┌─ Records supplied

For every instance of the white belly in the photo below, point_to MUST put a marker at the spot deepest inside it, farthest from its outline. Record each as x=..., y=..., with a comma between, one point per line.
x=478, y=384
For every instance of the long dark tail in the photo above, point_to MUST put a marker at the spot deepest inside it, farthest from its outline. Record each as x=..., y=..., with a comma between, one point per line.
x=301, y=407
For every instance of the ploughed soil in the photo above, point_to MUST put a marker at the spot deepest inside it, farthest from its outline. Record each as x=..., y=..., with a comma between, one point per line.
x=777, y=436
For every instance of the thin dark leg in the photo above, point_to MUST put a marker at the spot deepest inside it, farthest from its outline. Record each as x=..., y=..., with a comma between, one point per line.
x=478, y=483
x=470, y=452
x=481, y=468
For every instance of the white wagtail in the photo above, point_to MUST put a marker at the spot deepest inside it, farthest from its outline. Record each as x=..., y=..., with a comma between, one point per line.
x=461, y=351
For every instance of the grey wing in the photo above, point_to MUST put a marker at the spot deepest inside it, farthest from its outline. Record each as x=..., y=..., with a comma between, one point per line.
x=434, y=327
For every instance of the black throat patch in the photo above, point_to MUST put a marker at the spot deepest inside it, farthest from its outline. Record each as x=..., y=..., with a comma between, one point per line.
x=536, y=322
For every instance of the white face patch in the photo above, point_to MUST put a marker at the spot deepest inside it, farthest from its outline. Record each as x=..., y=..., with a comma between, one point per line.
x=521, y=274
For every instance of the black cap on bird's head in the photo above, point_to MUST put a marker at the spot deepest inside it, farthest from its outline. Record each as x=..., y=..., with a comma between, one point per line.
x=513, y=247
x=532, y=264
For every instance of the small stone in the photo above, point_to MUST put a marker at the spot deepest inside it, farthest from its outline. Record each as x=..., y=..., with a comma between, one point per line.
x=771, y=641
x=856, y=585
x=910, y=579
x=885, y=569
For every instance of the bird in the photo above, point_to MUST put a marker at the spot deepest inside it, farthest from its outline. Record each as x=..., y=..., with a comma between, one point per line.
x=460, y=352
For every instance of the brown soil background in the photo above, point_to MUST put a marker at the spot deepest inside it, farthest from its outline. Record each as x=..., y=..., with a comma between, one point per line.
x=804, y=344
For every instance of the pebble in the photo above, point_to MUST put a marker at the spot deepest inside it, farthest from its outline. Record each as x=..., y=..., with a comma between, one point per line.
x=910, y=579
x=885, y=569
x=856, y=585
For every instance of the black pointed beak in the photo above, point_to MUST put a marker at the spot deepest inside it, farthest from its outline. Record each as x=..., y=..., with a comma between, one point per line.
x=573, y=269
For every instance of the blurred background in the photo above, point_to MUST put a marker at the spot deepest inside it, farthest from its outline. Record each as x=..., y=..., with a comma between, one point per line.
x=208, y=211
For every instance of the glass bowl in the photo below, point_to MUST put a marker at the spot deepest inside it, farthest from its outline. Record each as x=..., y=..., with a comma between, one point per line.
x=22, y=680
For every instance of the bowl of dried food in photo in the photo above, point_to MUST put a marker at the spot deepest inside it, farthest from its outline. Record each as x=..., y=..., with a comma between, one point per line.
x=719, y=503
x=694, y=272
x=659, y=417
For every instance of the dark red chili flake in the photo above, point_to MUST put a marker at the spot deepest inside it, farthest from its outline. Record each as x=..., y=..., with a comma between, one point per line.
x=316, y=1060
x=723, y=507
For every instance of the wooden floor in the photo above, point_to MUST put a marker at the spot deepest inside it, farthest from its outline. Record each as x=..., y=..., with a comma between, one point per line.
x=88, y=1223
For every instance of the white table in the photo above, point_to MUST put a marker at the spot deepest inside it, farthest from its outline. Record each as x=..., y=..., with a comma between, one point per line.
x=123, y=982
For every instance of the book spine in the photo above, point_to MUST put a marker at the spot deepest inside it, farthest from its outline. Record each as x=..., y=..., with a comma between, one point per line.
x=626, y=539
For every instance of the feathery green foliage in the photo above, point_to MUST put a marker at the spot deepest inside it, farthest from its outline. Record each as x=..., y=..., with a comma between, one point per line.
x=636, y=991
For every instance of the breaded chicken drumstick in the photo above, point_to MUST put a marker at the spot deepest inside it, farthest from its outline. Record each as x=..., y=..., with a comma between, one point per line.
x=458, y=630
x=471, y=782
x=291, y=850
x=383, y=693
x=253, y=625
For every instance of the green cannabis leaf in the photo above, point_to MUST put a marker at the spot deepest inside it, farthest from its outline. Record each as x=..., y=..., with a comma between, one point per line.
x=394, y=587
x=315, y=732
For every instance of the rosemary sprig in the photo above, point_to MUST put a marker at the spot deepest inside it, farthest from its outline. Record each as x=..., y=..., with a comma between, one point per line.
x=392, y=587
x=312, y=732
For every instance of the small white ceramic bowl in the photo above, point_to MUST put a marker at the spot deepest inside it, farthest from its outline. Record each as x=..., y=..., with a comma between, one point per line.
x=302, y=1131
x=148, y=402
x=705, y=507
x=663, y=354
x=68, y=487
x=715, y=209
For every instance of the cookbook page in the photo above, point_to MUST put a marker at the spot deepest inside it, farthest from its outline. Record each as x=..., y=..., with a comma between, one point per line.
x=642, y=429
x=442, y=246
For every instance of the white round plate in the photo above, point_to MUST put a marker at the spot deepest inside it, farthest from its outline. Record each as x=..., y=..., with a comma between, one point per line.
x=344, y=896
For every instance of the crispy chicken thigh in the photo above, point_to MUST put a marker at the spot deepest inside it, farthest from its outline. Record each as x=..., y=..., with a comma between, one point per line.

└─

Do this ▸
Begin at the line that has "For every instance of the cookbook" and stop after the last line of the records, then write out that stretch again. Keep every request line unchanged, and raise both x and y in each answer coordinate by 113.

Output for this exercise ▸
For every instance of the cookbook page in the photo above, point_to MUST put a marker at the spot deepest inside it, farthest from its outline. Record each as x=..., y=..., with a comma between, one point per line.
x=755, y=542
x=555, y=359
For every instance of the white round plate in the photo above, point_to MUST put a marker at the spot deepest inside it, farthest from its outline. Record each as x=..., y=..., with a comma between, one point per line.
x=457, y=1009
For every instance of the crispy chicken thigh in the photo above, point_to MUST put a marker at the spot deepest inside it, farthest from its outline. Record each as x=..., y=..., with a comma between, one point per line.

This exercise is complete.